[Start Recorded information]

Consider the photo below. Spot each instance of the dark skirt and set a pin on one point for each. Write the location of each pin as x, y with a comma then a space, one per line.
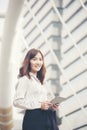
40, 120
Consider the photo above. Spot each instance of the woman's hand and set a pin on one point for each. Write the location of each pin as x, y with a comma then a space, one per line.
46, 105
54, 107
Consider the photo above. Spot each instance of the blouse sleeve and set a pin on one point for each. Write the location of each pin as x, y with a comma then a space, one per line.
20, 100
50, 94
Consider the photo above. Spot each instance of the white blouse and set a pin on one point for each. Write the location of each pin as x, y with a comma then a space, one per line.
30, 93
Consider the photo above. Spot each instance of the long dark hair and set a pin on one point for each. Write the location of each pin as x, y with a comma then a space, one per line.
25, 69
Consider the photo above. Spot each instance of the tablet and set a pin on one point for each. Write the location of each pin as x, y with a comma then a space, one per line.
58, 100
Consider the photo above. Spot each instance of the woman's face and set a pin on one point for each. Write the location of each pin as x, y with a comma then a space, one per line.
36, 63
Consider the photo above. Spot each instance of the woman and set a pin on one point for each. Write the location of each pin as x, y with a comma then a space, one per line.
32, 95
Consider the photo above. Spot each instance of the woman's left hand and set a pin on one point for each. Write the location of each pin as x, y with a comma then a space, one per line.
54, 107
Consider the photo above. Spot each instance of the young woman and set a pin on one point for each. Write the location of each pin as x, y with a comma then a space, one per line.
32, 95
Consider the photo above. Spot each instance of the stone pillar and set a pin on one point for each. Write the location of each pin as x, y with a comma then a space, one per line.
13, 12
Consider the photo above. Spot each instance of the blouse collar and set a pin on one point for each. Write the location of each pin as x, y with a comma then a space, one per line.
33, 75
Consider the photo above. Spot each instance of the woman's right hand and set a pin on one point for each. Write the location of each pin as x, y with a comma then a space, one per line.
46, 105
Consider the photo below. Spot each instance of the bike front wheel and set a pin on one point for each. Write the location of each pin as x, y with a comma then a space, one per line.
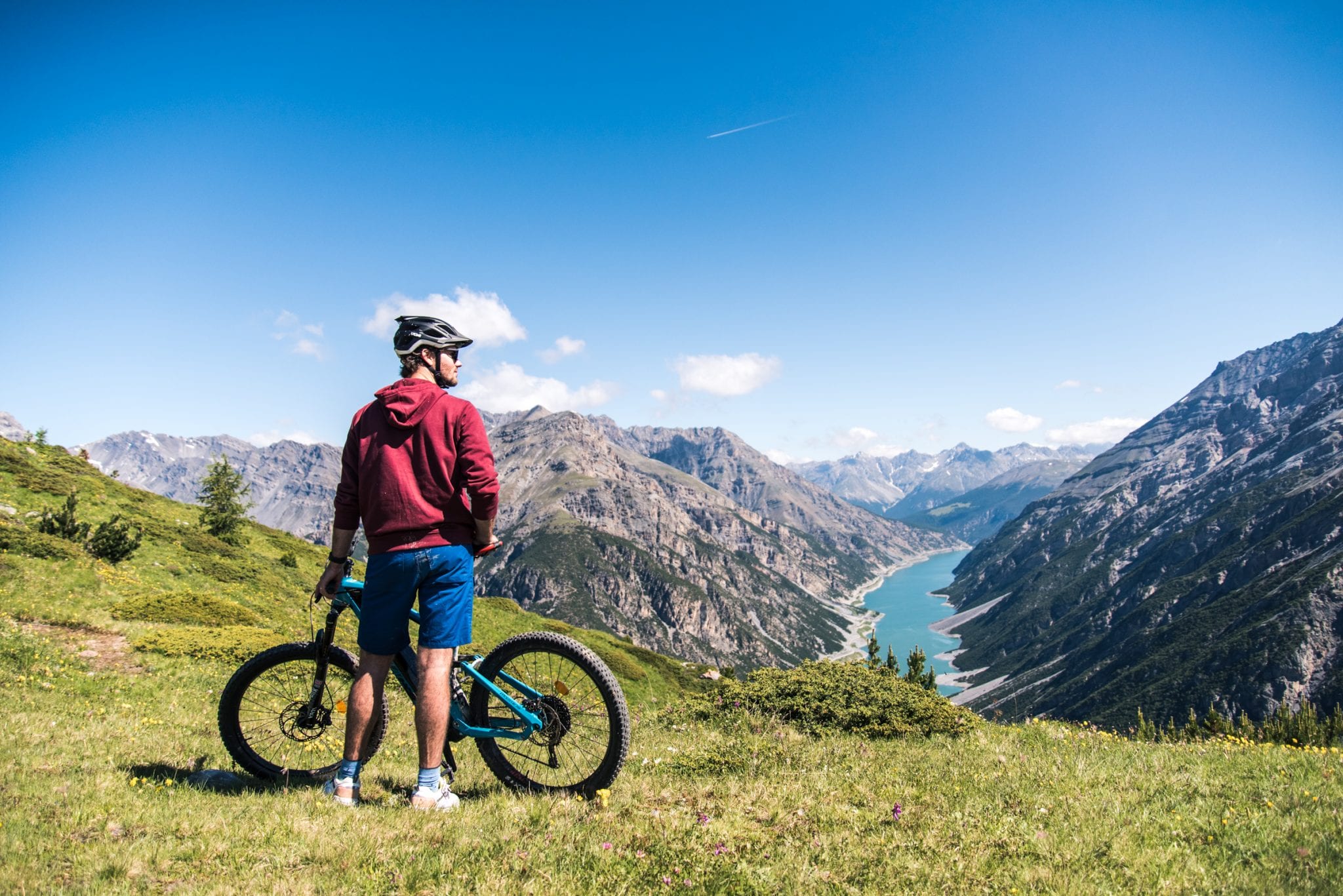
586, 732
270, 730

[End Recorded information]

Exercise:
Copy the rows above word for word, from the line that contains "Consider the photo below. Spot each instance of the bike" through the end of the rows, with both ends included. Leave out the pictures.

Exercise answer:
Consider the photo below. Spot each instance of the bike front wheel and set a pin on one point for each. Write the location of each pin as x, y with a comma then a space, one per line.
586, 732
270, 730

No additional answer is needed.